All records given below must be printed word for word.

#### Provided records ####

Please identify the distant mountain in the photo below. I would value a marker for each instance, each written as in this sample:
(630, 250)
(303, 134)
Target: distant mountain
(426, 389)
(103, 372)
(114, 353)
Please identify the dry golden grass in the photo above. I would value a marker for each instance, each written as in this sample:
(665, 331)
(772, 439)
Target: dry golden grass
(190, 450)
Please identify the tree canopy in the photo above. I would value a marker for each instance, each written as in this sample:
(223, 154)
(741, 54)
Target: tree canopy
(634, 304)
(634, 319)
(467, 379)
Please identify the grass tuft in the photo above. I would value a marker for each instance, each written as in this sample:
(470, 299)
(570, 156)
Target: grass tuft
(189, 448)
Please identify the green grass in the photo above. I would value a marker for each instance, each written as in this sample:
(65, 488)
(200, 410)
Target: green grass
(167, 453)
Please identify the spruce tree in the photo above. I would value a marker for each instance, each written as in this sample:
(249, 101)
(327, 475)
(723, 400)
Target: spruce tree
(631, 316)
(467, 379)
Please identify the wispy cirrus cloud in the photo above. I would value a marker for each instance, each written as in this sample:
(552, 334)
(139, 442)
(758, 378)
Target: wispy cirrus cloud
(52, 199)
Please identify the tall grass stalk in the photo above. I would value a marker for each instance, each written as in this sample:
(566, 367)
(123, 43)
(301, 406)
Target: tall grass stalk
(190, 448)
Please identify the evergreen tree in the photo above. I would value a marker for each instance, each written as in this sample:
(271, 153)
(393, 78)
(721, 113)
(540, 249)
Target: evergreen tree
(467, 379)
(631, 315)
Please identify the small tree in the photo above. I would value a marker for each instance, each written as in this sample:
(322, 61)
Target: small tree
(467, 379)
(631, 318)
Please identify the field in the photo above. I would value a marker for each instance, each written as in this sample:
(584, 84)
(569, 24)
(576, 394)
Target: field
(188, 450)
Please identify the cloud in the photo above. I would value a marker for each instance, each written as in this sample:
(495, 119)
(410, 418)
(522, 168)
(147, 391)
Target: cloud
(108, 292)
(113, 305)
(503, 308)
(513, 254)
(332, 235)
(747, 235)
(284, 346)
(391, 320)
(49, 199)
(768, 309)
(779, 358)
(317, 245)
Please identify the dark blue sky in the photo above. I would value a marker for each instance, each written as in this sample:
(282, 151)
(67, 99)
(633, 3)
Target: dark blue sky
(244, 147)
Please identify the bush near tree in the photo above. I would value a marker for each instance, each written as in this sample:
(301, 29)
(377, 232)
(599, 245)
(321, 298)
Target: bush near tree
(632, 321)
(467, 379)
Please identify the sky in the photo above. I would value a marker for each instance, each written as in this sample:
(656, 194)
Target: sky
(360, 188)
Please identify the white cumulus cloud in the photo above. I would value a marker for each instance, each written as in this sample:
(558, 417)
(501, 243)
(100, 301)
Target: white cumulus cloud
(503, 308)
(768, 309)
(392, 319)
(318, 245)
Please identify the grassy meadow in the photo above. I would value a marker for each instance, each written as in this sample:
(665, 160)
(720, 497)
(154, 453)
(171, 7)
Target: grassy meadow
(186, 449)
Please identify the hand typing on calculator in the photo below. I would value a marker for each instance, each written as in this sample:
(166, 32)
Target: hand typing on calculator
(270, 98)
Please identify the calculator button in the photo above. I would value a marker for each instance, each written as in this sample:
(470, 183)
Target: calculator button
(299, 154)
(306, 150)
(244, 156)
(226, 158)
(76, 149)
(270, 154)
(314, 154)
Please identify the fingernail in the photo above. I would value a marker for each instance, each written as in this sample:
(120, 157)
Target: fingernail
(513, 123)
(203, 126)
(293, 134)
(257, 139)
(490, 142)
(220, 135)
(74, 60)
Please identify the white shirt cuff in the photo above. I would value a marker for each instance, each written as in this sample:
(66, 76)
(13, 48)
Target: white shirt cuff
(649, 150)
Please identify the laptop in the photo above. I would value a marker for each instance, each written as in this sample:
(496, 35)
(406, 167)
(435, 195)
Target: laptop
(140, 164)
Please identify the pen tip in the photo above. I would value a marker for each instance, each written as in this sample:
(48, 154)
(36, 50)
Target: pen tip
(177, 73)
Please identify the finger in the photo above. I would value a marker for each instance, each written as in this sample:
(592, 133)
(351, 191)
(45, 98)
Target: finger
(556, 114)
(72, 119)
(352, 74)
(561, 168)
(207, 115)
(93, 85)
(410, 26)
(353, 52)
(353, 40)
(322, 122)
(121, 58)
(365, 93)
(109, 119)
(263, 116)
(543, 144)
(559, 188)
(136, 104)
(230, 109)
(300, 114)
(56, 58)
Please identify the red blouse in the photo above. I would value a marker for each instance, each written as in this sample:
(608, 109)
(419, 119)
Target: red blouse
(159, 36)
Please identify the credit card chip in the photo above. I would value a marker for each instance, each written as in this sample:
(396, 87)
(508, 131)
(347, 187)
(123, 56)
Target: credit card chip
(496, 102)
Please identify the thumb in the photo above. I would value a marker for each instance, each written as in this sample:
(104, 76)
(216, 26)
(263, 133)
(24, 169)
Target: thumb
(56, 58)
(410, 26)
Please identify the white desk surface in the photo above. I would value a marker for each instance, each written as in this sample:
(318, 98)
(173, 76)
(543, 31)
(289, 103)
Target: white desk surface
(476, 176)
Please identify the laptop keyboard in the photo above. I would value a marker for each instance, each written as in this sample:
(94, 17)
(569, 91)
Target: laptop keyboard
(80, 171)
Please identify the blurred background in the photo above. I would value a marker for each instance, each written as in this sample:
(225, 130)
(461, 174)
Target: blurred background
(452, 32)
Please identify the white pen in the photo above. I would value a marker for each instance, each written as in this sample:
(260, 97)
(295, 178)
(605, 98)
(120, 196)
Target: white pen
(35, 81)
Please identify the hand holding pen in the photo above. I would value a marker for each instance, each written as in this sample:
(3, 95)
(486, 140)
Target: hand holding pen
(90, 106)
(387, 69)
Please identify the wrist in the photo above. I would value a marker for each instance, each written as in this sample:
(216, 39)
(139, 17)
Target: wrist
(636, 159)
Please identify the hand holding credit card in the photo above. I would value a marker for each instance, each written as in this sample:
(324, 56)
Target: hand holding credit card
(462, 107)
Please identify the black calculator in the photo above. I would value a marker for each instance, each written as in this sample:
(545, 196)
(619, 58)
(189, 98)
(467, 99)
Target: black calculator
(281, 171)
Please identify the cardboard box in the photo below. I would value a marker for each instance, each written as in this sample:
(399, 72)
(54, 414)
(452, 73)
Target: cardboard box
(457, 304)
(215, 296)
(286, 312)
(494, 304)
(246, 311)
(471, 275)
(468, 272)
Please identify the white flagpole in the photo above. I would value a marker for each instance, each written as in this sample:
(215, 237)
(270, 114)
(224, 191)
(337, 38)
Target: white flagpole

####

**Task output:**
Please identify the distant mountain in the photo below. I would value a marker for each instance, each written as in this sample:
(630, 250)
(303, 134)
Target: distant mountain
(426, 389)
(103, 372)
(114, 353)
Please identify the dry golden grass in the photo above. I would value a marker for each instance, each written as in this sample:
(665, 331)
(772, 439)
Target: dry golden grass
(190, 450)
Please identify the tree canopy in the photo above. I would value a marker for each instance, each written as in this sample:
(223, 154)
(741, 54)
Target: tree canopy
(634, 304)
(634, 319)
(467, 379)
Please identify the grass tuft in the photo above. I would value a marker for each instance, each written as in this sample:
(470, 299)
(570, 156)
Target: grass tuft
(189, 448)
Please identify the green grass in the photo above. I would value a marker for each instance, each written as in this sample:
(65, 488)
(200, 410)
Target: green grass
(167, 453)
Please identify the spruce tree in the photo above. I would value a marker for each instance, each written as in this sample:
(249, 101)
(327, 475)
(723, 400)
Target: spruce tree
(631, 316)
(467, 379)
Please identify the wispy cirrus cloud in the photo above. I would value a marker for each instance, each written as in this sample:
(552, 334)
(139, 442)
(758, 378)
Target: wispy cirrus cloud
(52, 199)
Please identify the tall grass stalk in the photo above. I would value a marker for each instance, each written as in this sample:
(566, 367)
(123, 43)
(301, 406)
Target: tall grass stalk
(190, 448)
Please identify the evergreen tree in the photo above. I would value a marker for each instance, each written as in this sample:
(271, 153)
(393, 78)
(721, 113)
(540, 249)
Target: evergreen tree
(467, 379)
(631, 315)
Please identify the small tree in the photo above. I would value a marker for each instance, each written as in this sample:
(322, 61)
Target: small tree
(467, 379)
(631, 318)
Please identify the field in the photo above. I would value a marker for each instance, each written as in this sample:
(584, 84)
(569, 24)
(576, 394)
Target: field
(188, 450)
Please identify the cloud in the photo above. I would value a marker for each instance, each written as in this sample:
(495, 119)
(410, 418)
(522, 168)
(147, 391)
Target: cloud
(108, 292)
(113, 305)
(503, 308)
(513, 254)
(332, 235)
(747, 235)
(284, 346)
(391, 320)
(49, 199)
(768, 309)
(779, 358)
(317, 245)
Please identify the dark blue sky in the photo above. I would value a marker for each instance, each written as in this sample:
(282, 151)
(67, 99)
(633, 3)
Target: dark blue sky
(244, 147)
Please identify the bush near tree in the photo above. I would value a marker for each instance, each written as in this sample:
(301, 29)
(377, 232)
(599, 245)
(321, 298)
Target: bush near tree
(632, 321)
(467, 379)
Please identify the sky in the photo above. I would value a marker for each instance, each written as in this sample:
(656, 194)
Target: sky
(360, 188)
Please identify the white cumulus cloud in the photo above. I would value a marker for each instance, each written as in this sample:
(558, 417)
(501, 243)
(100, 301)
Target: white cumulus cloud
(503, 308)
(768, 309)
(392, 319)
(318, 245)
Please identify the grassy meadow in the photo above. I would value a marker for each instance, each written as in this sample:
(665, 160)
(720, 497)
(154, 453)
(171, 7)
Target: grassy meadow
(186, 449)
Please identify the hand typing on calculator in the photo below. I would value a marker for each instance, each written as in this sample:
(166, 32)
Target: hand typing on calculator
(270, 98)
Please identify the calculator button in the photo above. I would value a marker for each instance, each written as in this sample:
(470, 183)
Target: calculator button
(299, 154)
(306, 150)
(244, 156)
(226, 158)
(76, 149)
(270, 154)
(314, 154)
Please identify the fingernail in the photo above. I would value a marker for each instance, each written as in this sample:
(120, 157)
Target: fingernail
(513, 123)
(203, 126)
(293, 134)
(257, 139)
(490, 142)
(220, 135)
(74, 60)
Please identify the white shirt cuff in the photo above. I would value a marker for each instance, each written as in this sample:
(66, 76)
(13, 48)
Target: white shirt cuff
(649, 150)
Please identify the laptop in the photo above. I would value a marker for each instance, each written as in this sample:
(496, 35)
(406, 167)
(435, 195)
Target: laptop
(140, 164)
Please identify the pen tip in the photo above. I would value a marker for each instance, each written as in this sample:
(48, 154)
(36, 50)
Target: pen tip
(177, 73)
Please identify the finger in the photo above. I would value a marker for each instance, each written as in this sample:
(592, 133)
(351, 191)
(45, 98)
Target: finger
(556, 114)
(72, 119)
(352, 74)
(561, 168)
(207, 115)
(93, 85)
(410, 26)
(353, 52)
(353, 40)
(322, 122)
(121, 58)
(365, 93)
(109, 119)
(263, 116)
(543, 144)
(559, 188)
(136, 104)
(230, 109)
(300, 114)
(56, 58)
Please identify the red blouse in the photo above. I would value a marker for each instance, each written as in this sample:
(608, 109)
(419, 119)
Target: red blouse
(159, 36)
Please identify the credit card chip in the photo above. I would value a marker for each instance, each written as in this sample:
(396, 87)
(508, 131)
(347, 187)
(123, 56)
Target: credit card chip
(496, 102)
Please identify the thumb in the photo above. I would value a marker for each instance, each written as in this sample:
(104, 76)
(216, 26)
(263, 133)
(24, 169)
Target: thumb
(56, 58)
(410, 26)
Please identify the white desk surface in the photo above. I would value a marker for each instance, each written as in this sample:
(318, 98)
(173, 76)
(543, 31)
(289, 103)
Target: white desk surface
(476, 176)
Please identify the laptop keyboard in the photo above. I would value a marker for each instance, each written as in this sample:
(94, 17)
(569, 91)
Target: laptop keyboard
(80, 171)
Please identify the blurred background in the photo above. I would value a marker for each instance, each written as in this sample:
(225, 130)
(461, 174)
Target: blurred background
(452, 32)
Please identify the white pen in the photo above. I would value a marker for each instance, each written as in this sample:
(260, 97)
(295, 178)
(605, 98)
(120, 196)
Target: white pen
(35, 81)
Please identify the hand holding pen in the photo above. I would value a marker for each instance, each written as in this sample:
(3, 95)
(486, 140)
Target: hand holding pen
(90, 106)
(387, 69)
Please identify the wrist in the photo above. I would value a marker for each instance, each written as in this sample:
(216, 39)
(139, 17)
Target: wrist
(636, 159)
Please identify the hand holding credit card in the photo above. I would value a marker for each instance, each written as in this sample:
(324, 56)
Target: hand holding credit card
(462, 107)
Please identify the black calculator in the photo above. I would value a marker for each instance, each written as in this sample:
(545, 196)
(619, 58)
(189, 98)
(467, 99)
Target: black calculator
(281, 171)
Please identify the cardboard box in the photo below. I would value a marker for each instance, each written as in this sample:
(399, 72)
(54, 414)
(452, 73)
Target: cardboard box
(457, 304)
(215, 296)
(286, 312)
(494, 304)
(246, 311)
(471, 275)
(468, 272)
Please identify the white flagpole in the photo above. I would value a marker for each instance, each written as in this sample:
(215, 237)
(270, 114)
(224, 191)
(337, 38)
Target: white flagpole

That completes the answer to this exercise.